To this Clinton repeated statistics she has used repeatedly that “90 people a day are killed by gun violence in our country,” which PolitiFact has in the past held up as being “mostly true” although it leaves unsaid the bulk of those deaths are suicides and that the number is the lowest since 1999. Everytown often echoes the same figure.

Clinton then argued the existing background check system should be strengthened to include closing the so-called Charleston Loophole then went on the offensive over what many have seen to be Sanders’ Achilles heel on gun control.

“I also believe, so strongly Gene, that giving immunity to gun makers and sellers was a terrible mistake,” said Clinton, alluding to Sanders’ now-controversial 2005 vote in favor of passing the Protection of Lawful Commerce in Arms Act, which was designed to insulate the gun industry from frivolous lawsuits.

Saying PLCAA removed “any accountability” for firearms makers and sellers, Clinton argued, “I think we should very seriously move to repeal that and go back to making sure gun makers and sellers are like any other business. They can be held accountable.”

Clinton’s remarks drew fierce applause at times from the audience.

CNN’s Anderson Cooper then lobbed the question to Sanders, who came out swinging to defend his record as a gun control advocate, touting his NRA “D” rating, voicing support for an assault weapon ban by saying, “I don’t think it’s a great idea in this country to be selling military-style assault weapons which are designed to kill people,” and stumping to expand the three-day hold period at the heart of the “Charleston Loophole” issue.

When pressed on PLCAA by Cooper, who brought up the current lawsuit being defended by Remington subsidiary Bushmaster from victims’ families of the 2012 Sandy Hook school shooting in Newtown, Connecticut, as an example, Sanders in the end stood by the protection.

“If you go to a gun store and you legally purchase a gun, and then, three days later, if you go out and start killing people, is the point of this lawsuit to hold the gun shop owner or the manufacturer of that gun liable?” Sanders asked. “If that is the point, I have to tell you I disagree. I disagree because you hold people – in terms of this liability thing, where you hold manufacturers’ liability is if they understand that they’re selling guns into an area that – it’s getting into the hands of criminals, of course they should be held liable.”

“But if they are selling a product to a person who buys it legally, what you’re really talking about is ending gun manufacturing in America. I don’t agree with that,” Sanders said.

Clinton then rebutted that Sanders’ views were those of the NRA, again stating the gun lobby demanded and got “absolute immunity” in 2005 and “they sell products all the time that cause harm.”

The former First Lady played to the audience by framing the Newtown event as a lightning rod for changing industry protections, even as Cooper tried to steer the debate to the next question.

“I want people in this audience to think about what it must feel like to send off your first grader, little backpack, maybe, on his or her back, and then the next thing you hear is that somebody has come to that school using an automatic weapon, an AR-15, and murdered those children,” she said. “Now, they are trying to prevent that from happening to any other family.”

To this, Sanders repeated his argument that he could not support what in his mind would be the shuttering of the gun industry if PLCAA was repealed and Cooper moved past the subject following much cross talk.

◇ ◇ ◇

(Short task 1)
From the gun debate passage above, set down word for word the part that opens with the words containing "To this, Sanders" and closes with "much cross talk.".

(Records to use)
◇ ◇ ◇

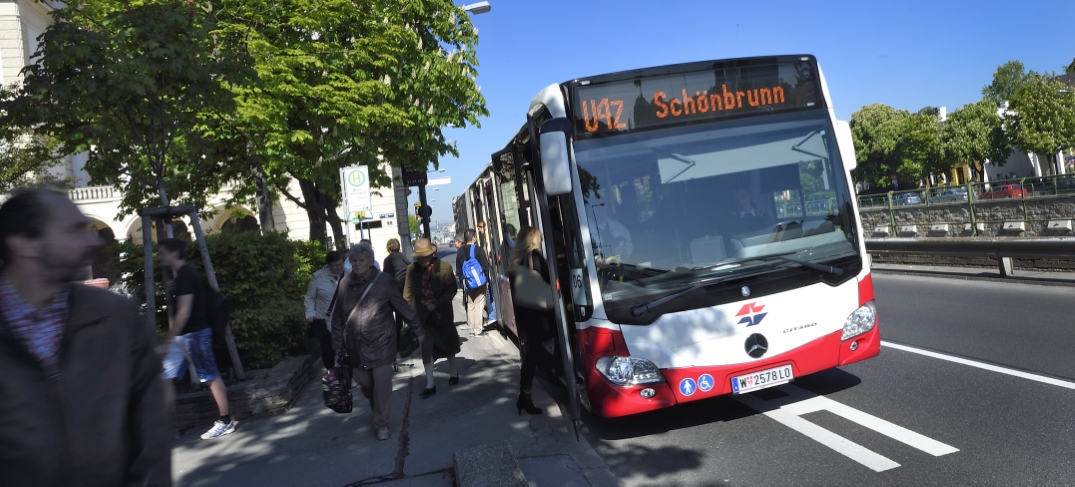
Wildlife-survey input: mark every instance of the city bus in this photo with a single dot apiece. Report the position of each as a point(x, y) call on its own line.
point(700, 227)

◇ ◇ ◇

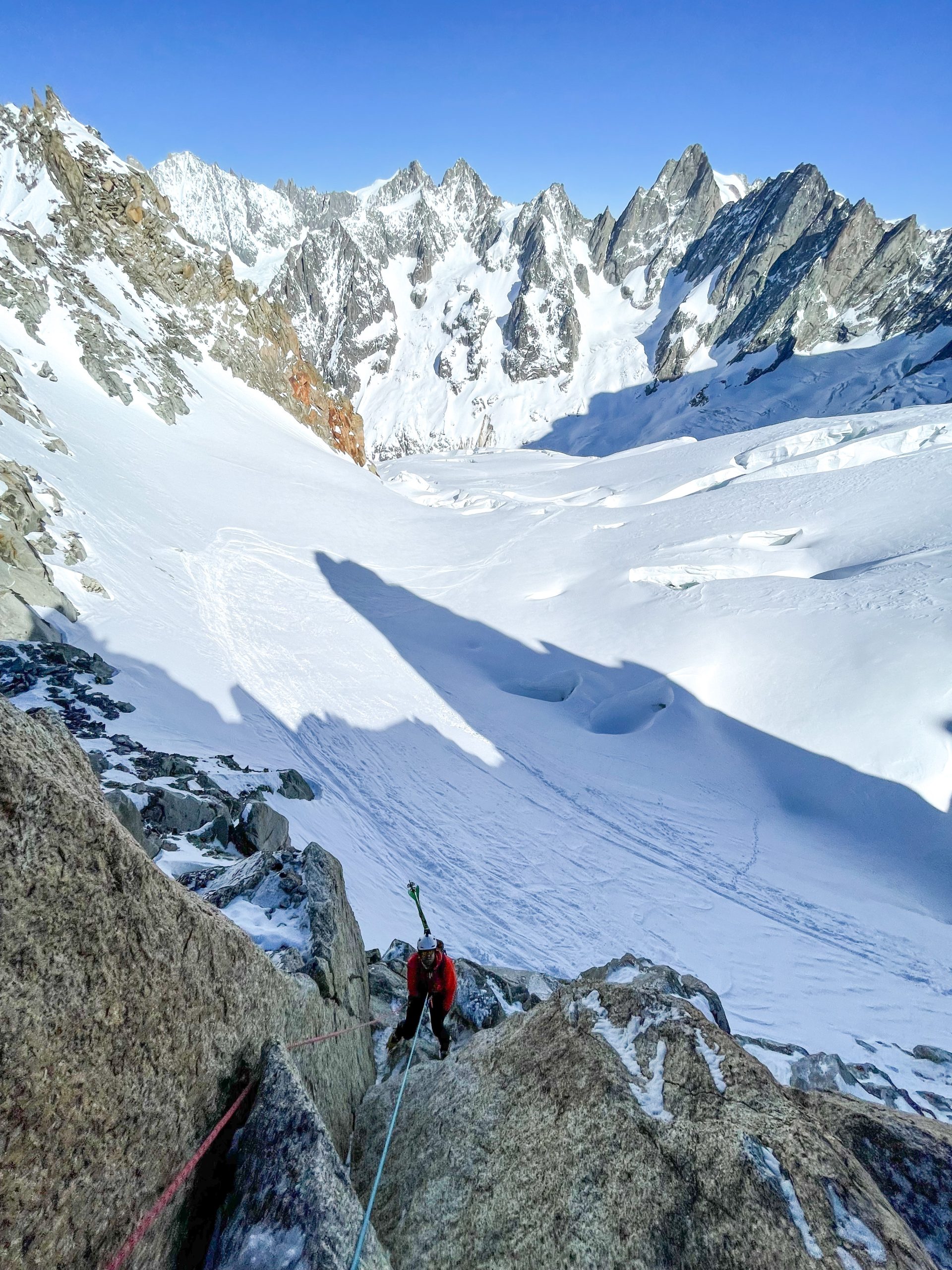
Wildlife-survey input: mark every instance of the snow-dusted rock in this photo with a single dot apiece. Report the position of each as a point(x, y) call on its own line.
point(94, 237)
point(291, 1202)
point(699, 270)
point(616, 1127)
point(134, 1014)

◇ ◇ ◇

(Short task 2)
Extract from the records the lines running from the line that contains "Wildlife-survey input: mark every instance of the snow-dusted" through the line that contains "point(134, 1014)", both ends included, and repeat them exactly.

(Full output 1)
To this, Sanders repeated his argument that he could not support what in his mind would be the shuttering of the gun industry if PLCAA was repealed and Cooper moved past the subject following much cross talk.

(Full output 2)
Wildlife-survey input: mark every instance of the snow-dusted rock in this photo with a single dot apiece. Report the position of each as a point(x, y) call on its own line.
point(94, 237)
point(291, 1202)
point(699, 270)
point(616, 1127)
point(134, 1014)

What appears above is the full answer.